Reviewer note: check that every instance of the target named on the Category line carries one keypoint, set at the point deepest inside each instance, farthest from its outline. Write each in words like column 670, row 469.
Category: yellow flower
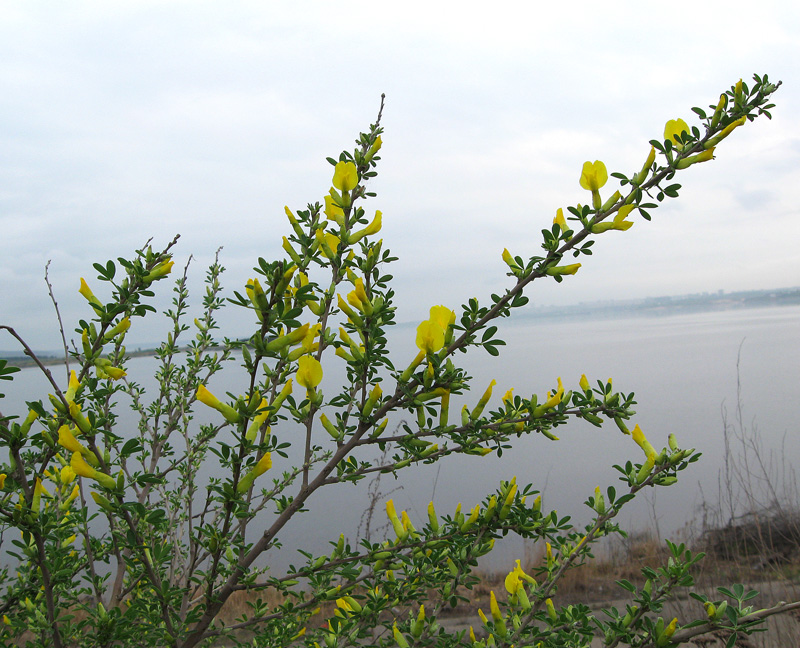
column 309, row 372
column 675, row 128
column 430, row 336
column 328, row 242
column 594, row 175
column 123, row 325
column 67, row 440
column 443, row 316
column 258, row 420
column 513, row 582
column 345, row 176
column 333, row 211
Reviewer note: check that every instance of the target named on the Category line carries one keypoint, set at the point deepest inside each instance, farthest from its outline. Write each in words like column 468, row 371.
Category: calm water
column 683, row 369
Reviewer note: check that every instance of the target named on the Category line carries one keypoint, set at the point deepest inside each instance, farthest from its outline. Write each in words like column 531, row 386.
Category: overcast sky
column 128, row 120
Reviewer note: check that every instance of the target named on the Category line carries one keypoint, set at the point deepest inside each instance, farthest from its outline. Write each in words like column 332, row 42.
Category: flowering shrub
column 120, row 539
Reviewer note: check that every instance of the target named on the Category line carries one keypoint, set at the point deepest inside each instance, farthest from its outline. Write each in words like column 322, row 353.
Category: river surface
column 683, row 369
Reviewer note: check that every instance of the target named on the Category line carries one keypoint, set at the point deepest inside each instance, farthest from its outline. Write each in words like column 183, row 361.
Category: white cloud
column 128, row 120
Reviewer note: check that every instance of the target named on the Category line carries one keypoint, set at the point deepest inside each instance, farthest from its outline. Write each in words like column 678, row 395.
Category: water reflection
column 683, row 369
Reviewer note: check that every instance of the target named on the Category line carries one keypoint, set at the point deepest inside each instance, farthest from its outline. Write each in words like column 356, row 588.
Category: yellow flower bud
column 161, row 270
column 675, row 128
column 309, row 372
column 705, row 156
column 207, row 398
column 345, row 176
column 262, row 466
column 594, row 175
column 559, row 271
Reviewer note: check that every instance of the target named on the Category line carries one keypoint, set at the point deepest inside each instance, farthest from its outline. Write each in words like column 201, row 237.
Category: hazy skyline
column 132, row 120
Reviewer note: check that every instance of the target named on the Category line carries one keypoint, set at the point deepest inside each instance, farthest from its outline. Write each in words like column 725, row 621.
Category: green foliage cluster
column 121, row 539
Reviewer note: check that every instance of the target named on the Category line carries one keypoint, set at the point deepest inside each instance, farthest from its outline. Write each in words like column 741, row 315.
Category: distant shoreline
column 607, row 309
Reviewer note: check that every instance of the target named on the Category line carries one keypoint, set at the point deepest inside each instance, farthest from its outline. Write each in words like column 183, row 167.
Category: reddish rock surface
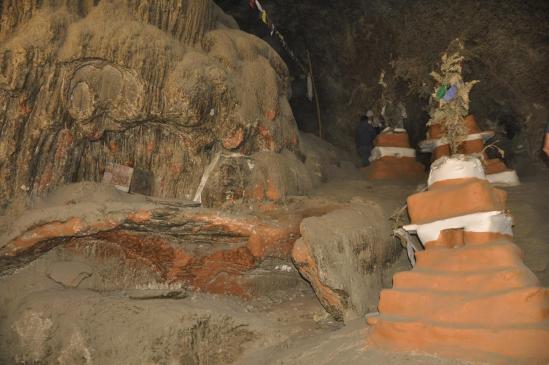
column 204, row 249
column 395, row 168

======

> **Directive**: Please copy every record above word for word and line for line, leaving the pictures out.

> **Response**:
Reviewer note: check that every instance of the target named on the Category line carries one keypoint, set at the point deepest inside each instance, farthest from its outline. Write each in words like column 670, row 469.
Category: yellow flower
column 309, row 372
column 675, row 128
column 430, row 336
column 328, row 242
column 594, row 175
column 123, row 325
column 67, row 440
column 443, row 316
column 258, row 420
column 513, row 582
column 345, row 176
column 333, row 211
Reviewer note: check that every instance of the target named on the Category line carries one keypoint, set at the point deepest inside each instance, farthest from its outline. Write each in words like column 468, row 371.
Category: calm water
column 683, row 369
Reviewer note: check that every instance of the target named on the Category line carries one keypoint, set at the point deepest inside each instance, farthest from its outline. Write each in words like column 531, row 386.
Category: overcast sky
column 128, row 120
Reviewer note: check that every instance of the target named on the Category line carries one keypoint, set at the point deepest inside each instance, farthest from its outline. Write each in words like column 332, row 42.
Category: flowering shrub
column 120, row 539
Reviewer note: check that every instance of the target named on the Category line carries one keypoint, set at the point deepest inside each instance, farthest from its outline. Write each in words like column 322, row 353.
Category: river surface
column 683, row 369
Reviewer note: check that every instance of the target named on the Category line carries one keypoint, set at the point deepest inside each instance, farthest from its outline. Write each in words like column 183, row 361.
Category: white cloud
column 128, row 120
Reviewer note: check that every instance of the target named on the Category line carries one keypoint, set at the point deepest inside each instance, farthest from its outline. Write each in words like column 678, row 395.
Category: water reflection
column 683, row 369
Reviewer note: check that every instance of the target named on the Category line carries one keypoint, set at the point deepest inside each instance, farthest from its outline. Write each in words like column 356, row 588.
Category: yellow flower bud
column 161, row 270
column 675, row 128
column 309, row 372
column 705, row 156
column 207, row 398
column 345, row 176
column 262, row 466
column 594, row 175
column 559, row 271
Reviewer note: check that every instance of the target named on the Category line carries one keypoint, set at the point deepest inside each instance, farthest from its outline. Write each in words like column 201, row 237.
Category: hazy skyline
column 132, row 120
Reviewer note: check that every instance of the target named on the Category line carries one keypoint, set at the point deepest inside each instance, farthest from its outline. Write each in words like column 725, row 621.
Category: green foliage cluster
column 121, row 539
Reviewer note: check that every instance of the target named on the Category line carries one keypoint, set at the point deepest inside each instance, farthest from its outline. Write each in words like column 741, row 315.
Category: distant shoreline
column 607, row 309
Reviewer note: check that every instance of the target named on the Category line carries one keypoint, set at the point deepest inside each instance, farthest from its outline. Write each in words like column 183, row 167.
Category: reddish rock surface
column 204, row 249
column 395, row 168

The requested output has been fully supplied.